The request – Which lines in the records below contain the string "Target"? Gather every one of them and copy each line out in full.

Data rows –
┄┄┄┄┄┄┄┄┄┄┄┄┄┄┄┄┄┄┄┄

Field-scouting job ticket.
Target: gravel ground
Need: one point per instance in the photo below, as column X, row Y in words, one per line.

┄┄┄┄┄┄┄┄┄┄┄┄┄┄┄┄┄┄┄┄

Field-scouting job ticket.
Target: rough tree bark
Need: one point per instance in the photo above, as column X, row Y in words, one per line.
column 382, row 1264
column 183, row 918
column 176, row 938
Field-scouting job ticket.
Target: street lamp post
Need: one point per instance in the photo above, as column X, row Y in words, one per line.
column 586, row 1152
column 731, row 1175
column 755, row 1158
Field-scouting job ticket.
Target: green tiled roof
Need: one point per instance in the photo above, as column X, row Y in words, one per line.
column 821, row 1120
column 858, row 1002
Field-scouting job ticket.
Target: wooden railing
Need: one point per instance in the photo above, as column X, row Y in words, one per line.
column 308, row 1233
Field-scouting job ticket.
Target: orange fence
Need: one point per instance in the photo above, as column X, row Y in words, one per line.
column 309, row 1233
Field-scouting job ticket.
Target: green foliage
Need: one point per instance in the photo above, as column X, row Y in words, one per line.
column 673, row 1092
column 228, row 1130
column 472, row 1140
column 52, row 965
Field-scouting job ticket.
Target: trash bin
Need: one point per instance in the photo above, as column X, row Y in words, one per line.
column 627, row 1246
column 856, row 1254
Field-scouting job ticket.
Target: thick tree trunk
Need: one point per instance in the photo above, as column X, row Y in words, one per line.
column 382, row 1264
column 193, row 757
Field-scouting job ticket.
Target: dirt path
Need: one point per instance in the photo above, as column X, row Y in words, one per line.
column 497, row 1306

┄┄┄┄┄┄┄┄┄┄┄┄┄┄┄┄┄┄┄┄

Solution for this problem –
Target: gravel ground
Target: rough tree bark
Target: street lamp post
Target: green tiled roof
Target: wooden railing
Target: orange fence
Target: green foliage
Target: trash bin
Target: thick tree trunk
Target: dirt path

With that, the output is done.